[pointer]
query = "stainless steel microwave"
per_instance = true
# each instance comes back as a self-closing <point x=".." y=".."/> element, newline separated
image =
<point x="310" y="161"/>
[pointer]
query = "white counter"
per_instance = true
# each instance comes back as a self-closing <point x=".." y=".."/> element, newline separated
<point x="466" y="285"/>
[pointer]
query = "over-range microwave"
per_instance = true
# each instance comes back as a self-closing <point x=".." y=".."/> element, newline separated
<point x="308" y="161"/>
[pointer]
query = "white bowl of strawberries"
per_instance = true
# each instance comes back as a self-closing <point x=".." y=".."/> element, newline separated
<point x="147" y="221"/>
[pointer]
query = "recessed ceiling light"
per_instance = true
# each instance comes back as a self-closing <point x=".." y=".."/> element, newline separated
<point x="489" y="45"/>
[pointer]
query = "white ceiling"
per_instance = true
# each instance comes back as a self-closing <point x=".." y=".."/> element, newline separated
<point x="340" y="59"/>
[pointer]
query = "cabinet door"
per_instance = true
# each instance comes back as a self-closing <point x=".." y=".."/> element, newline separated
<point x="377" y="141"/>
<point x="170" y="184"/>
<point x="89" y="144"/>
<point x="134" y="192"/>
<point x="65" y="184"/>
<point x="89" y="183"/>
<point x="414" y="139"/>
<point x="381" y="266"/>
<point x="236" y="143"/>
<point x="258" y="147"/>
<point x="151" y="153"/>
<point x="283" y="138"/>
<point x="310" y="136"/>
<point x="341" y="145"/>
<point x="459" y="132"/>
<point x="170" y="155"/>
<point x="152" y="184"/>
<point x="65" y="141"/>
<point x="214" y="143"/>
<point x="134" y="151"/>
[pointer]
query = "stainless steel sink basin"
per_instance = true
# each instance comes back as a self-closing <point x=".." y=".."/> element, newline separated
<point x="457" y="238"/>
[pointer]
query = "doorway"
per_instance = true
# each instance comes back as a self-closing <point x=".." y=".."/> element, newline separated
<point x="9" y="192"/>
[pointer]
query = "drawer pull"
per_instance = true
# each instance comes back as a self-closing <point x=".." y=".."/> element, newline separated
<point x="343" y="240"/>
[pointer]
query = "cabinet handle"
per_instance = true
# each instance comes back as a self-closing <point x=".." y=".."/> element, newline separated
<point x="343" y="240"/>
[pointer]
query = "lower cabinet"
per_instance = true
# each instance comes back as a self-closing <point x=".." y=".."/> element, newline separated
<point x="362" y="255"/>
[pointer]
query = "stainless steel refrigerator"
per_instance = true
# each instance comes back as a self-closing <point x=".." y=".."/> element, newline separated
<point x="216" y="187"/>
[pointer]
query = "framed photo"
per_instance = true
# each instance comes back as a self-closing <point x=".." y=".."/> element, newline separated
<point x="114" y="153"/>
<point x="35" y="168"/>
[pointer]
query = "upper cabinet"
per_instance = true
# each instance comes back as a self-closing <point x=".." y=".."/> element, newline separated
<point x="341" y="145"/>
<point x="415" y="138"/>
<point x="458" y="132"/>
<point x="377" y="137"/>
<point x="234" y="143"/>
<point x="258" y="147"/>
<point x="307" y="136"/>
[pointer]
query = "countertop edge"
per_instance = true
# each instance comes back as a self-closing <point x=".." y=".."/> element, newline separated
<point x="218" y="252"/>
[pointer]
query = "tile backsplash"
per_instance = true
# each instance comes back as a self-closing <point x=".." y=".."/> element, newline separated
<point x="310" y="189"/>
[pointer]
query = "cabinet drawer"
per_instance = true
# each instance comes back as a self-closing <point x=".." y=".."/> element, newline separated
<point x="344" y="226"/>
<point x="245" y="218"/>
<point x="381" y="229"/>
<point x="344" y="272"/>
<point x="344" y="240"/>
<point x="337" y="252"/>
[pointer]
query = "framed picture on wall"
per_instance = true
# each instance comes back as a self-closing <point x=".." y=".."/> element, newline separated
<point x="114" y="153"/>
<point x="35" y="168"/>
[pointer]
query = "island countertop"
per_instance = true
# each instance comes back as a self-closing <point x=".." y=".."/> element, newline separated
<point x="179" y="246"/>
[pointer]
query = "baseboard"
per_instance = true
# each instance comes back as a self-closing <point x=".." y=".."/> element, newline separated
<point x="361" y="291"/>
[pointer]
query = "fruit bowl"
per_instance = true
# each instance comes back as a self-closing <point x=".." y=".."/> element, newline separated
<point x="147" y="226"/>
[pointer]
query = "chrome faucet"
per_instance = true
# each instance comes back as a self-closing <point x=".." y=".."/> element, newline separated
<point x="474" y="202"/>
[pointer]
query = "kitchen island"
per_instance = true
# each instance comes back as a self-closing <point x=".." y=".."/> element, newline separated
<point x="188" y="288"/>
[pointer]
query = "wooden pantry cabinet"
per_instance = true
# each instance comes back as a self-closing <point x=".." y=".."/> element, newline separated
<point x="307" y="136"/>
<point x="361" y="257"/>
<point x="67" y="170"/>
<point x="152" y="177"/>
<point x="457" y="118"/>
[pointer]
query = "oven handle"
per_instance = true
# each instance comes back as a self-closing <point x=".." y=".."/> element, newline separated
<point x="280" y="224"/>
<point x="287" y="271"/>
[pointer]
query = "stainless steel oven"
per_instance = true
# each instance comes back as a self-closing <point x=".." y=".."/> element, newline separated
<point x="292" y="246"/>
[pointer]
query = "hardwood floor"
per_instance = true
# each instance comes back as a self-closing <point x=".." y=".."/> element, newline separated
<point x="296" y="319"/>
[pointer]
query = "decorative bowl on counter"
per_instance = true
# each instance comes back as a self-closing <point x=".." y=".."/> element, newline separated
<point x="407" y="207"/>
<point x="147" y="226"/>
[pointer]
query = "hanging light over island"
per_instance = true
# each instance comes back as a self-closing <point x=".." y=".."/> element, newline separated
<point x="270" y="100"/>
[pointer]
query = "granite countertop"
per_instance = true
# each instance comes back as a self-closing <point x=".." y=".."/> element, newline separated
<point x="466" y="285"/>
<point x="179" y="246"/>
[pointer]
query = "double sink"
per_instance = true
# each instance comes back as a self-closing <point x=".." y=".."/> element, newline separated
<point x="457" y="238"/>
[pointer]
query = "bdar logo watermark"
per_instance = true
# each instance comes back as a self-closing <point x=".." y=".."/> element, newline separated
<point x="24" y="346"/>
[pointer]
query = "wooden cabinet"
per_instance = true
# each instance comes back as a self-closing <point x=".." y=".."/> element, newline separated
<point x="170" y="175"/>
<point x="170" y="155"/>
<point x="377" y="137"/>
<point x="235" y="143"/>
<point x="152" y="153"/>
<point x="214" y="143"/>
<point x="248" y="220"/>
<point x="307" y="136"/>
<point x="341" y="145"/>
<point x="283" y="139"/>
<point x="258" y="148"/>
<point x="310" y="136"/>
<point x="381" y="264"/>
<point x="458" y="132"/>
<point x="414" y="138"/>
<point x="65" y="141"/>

• [Stated goal]: Reproduce every line above without error.

• [Exercise result]:
[pointer]
query = "stainless steel microwave"
per_instance = true
# each instance comes back as a self-closing <point x=".." y=".."/> element, newline separated
image =
<point x="310" y="161"/>
[pointer]
query = "white counter"
per_instance = true
# each instance comes back as a self-closing <point x=".." y=".."/> element, newline separated
<point x="466" y="285"/>
[pointer]
query = "over-range microwave"
per_instance = true
# each instance comes back as a self-closing <point x=".." y=".."/> element, newline separated
<point x="308" y="161"/>
[pointer]
query = "white bowl of strawberries"
per_instance = true
# each instance comes back as a self-closing <point x=".." y=".."/> element, newline separated
<point x="147" y="221"/>
[pointer]
query = "recessed ceiling light"
per_instance = true
# each instance comes back as a self-closing <point x=".." y=".."/> element, newline separated
<point x="489" y="45"/>
[pointer]
query = "white ceiling"
per_instance = true
# each instance comes back as a self-closing <point x=".." y=".."/> element, newline separated
<point x="340" y="59"/>
[pointer]
query = "cabinet door"
per_instance = true
# each instance comes back as a self-closing <point x=".." y=".."/> element, newline separated
<point x="377" y="141"/>
<point x="170" y="184"/>
<point x="89" y="144"/>
<point x="134" y="192"/>
<point x="65" y="184"/>
<point x="89" y="183"/>
<point x="414" y="139"/>
<point x="381" y="266"/>
<point x="236" y="143"/>
<point x="258" y="147"/>
<point x="151" y="153"/>
<point x="283" y="138"/>
<point x="310" y="136"/>
<point x="341" y="145"/>
<point x="459" y="132"/>
<point x="170" y="155"/>
<point x="152" y="184"/>
<point x="65" y="141"/>
<point x="214" y="143"/>
<point x="134" y="151"/>
[pointer]
query = "stainless steel sink basin"
per_instance = true
# each instance comes back as a self-closing <point x=".." y=".."/> element, newline separated
<point x="457" y="238"/>
[pointer]
query = "doorway"
per_instance = true
# each instance comes back as a self-closing <point x=".." y=".."/> element, newline separated
<point x="9" y="192"/>
[pointer]
query = "drawer pull"
per_instance = true
# each instance comes back as a self-closing <point x=".." y=".."/> element, newline separated
<point x="343" y="240"/>
[pointer]
query = "cabinet handle"
per_instance = true
# each instance comes back as a self-closing <point x=".." y=".."/> element, newline separated
<point x="343" y="240"/>
[pointer]
query = "lower cabinet"
per_instance = true
# each instance comes back as a self-closing <point x=".." y=".."/> element, newline separated
<point x="362" y="255"/>
[pointer]
query = "stainless steel refrigerator"
per_instance = true
# each instance comes back as a self-closing <point x=".." y=".."/> element, newline separated
<point x="216" y="187"/>
[pointer]
query = "framed photo"
per_instance = true
# each instance comes back as a self-closing <point x=".." y=".."/> element, newline separated
<point x="114" y="153"/>
<point x="35" y="168"/>
[pointer]
query = "upper cabinet"
per_instance = true
# each instance comes back as a self-closing <point x=".." y=".."/> element, newline separated
<point x="341" y="145"/>
<point x="415" y="138"/>
<point x="458" y="132"/>
<point x="377" y="137"/>
<point x="234" y="143"/>
<point x="258" y="147"/>
<point x="307" y="136"/>
[pointer]
query = "countertop edge"
per_instance = true
# each instance comes back as a self-closing <point x=".." y=".."/> element, newline separated
<point x="218" y="252"/>
[pointer]
query = "tile backsplash"
per_instance = true
# each instance comes back as a self-closing <point x=".." y=".."/> element, newline separated
<point x="310" y="189"/>
[pointer]
query = "cabinet drawer"
per_instance = true
# each instance comes back as a self-closing <point x=".." y=".."/> element, newline separated
<point x="344" y="226"/>
<point x="245" y="218"/>
<point x="381" y="229"/>
<point x="344" y="272"/>
<point x="344" y="240"/>
<point x="337" y="252"/>
[pointer]
query = "framed picture on wall"
per_instance = true
# each instance comes back as a self-closing <point x=".." y=".."/> element, newline separated
<point x="114" y="153"/>
<point x="35" y="168"/>
[pointer]
query = "island countertop"
per_instance = true
# each instance comes back as a self-closing <point x=".." y=".."/> element, newline separated
<point x="179" y="246"/>
[pointer]
query = "baseboard"
per_instance = true
# each instance comes back as a self-closing <point x=".." y=".."/> element, newline separated
<point x="361" y="291"/>
[pointer]
query = "fruit bowl"
per_instance = true
# each instance comes back as a self-closing <point x=".." y=".."/> element, newline separated
<point x="147" y="226"/>
[pointer]
query = "chrome faucet"
per_instance = true
# each instance comes back as a self-closing <point x=".." y=".."/> element, newline separated
<point x="474" y="202"/>
[pointer]
query = "kitchen island"
per_instance = true
# each instance comes back as a self-closing <point x=".." y=".."/> element, newline separated
<point x="188" y="288"/>
[pointer]
query = "wooden pantry cabinet"
per_instance = true
# each instance comes back as a self-closing <point x=".." y=".."/> element, newline separated
<point x="307" y="136"/>
<point x="361" y="257"/>
<point x="67" y="170"/>
<point x="152" y="177"/>
<point x="457" y="118"/>
[pointer]
query = "oven handle"
per_instance = true
# each instance comes back as a self-closing <point x=".." y=".."/> element, newline separated
<point x="280" y="224"/>
<point x="287" y="271"/>
[pointer]
query = "stainless steel oven"
per_instance = true
# each instance comes back as a self-closing <point x=".." y=".."/> element, newline separated
<point x="292" y="246"/>
[pointer]
query = "hardwood floor"
per_instance = true
# each instance comes back as a self-closing <point x=".." y=".."/> element, newline separated
<point x="296" y="319"/>
[pointer]
query = "decorative bowl on counter"
per_instance = true
# each instance comes back as a self-closing <point x=".." y=".."/> element, newline separated
<point x="407" y="207"/>
<point x="147" y="226"/>
[pointer]
query = "hanging light over island"
per_instance = true
# each instance comes back as a self-closing <point x=".." y=".."/> element, newline separated
<point x="270" y="100"/>
[pointer]
query = "granite countertop"
per_instance = true
# each instance comes back as a self-closing <point x=".." y=".."/> element, newline separated
<point x="466" y="285"/>
<point x="179" y="246"/>
[pointer]
query = "double sink"
per_instance = true
# each instance comes back as a self-closing <point x=".." y=".."/> element, newline separated
<point x="457" y="238"/>
[pointer]
query = "bdar logo watermark"
per_instance = true
# each instance comes back as a self-closing <point x=".." y=".."/> element, newline separated
<point x="24" y="346"/>
[pointer]
query = "wooden cabinet"
per_instance = true
# each instance comes back as a self-closing <point x=".." y=".."/> element, newline separated
<point x="170" y="175"/>
<point x="170" y="155"/>
<point x="377" y="137"/>
<point x="235" y="143"/>
<point x="152" y="153"/>
<point x="214" y="143"/>
<point x="248" y="220"/>
<point x="307" y="136"/>
<point x="341" y="145"/>
<point x="283" y="139"/>
<point x="258" y="148"/>
<point x="310" y="136"/>
<point x="381" y="264"/>
<point x="458" y="132"/>
<point x="414" y="138"/>
<point x="65" y="141"/>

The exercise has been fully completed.